Given exercise
Locate each line in the items below that contains the word "hair" and copy that line out in full. Case counts.

====== Stored data

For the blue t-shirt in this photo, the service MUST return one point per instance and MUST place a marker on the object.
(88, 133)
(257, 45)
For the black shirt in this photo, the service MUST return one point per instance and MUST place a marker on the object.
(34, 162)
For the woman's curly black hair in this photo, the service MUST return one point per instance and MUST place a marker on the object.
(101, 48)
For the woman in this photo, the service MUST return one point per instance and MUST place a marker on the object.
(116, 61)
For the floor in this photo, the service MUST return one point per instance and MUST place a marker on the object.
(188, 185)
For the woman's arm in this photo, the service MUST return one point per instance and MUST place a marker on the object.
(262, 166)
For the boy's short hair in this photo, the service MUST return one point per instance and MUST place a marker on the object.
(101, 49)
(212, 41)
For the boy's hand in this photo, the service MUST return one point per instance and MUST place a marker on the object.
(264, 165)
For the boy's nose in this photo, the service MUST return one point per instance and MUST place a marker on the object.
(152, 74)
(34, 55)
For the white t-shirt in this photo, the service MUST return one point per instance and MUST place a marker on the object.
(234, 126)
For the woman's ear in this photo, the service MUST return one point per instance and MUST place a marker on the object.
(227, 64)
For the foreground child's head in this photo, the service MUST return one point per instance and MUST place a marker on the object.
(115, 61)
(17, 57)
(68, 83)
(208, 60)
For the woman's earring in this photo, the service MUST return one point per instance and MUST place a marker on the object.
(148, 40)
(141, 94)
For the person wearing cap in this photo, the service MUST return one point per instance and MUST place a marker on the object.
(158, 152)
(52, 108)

============
====== Stored data

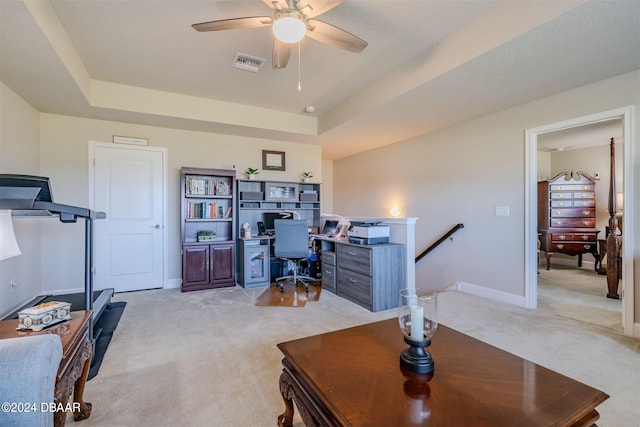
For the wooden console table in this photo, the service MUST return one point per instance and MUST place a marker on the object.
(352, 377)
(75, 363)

============
====== Stored data

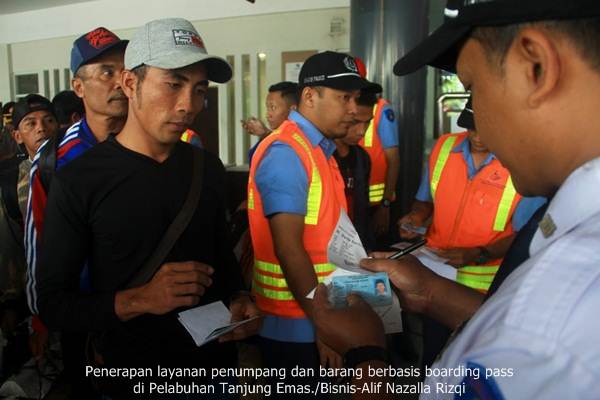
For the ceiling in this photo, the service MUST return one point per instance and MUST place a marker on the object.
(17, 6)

============

Correct answer
For the woman's curly black hair in this photo, the service MUST return one point per instance and MUST place a marker on the object.
For the boy's short hair in this photo, the service MUST return one point per instance and MUST place a marker on the object.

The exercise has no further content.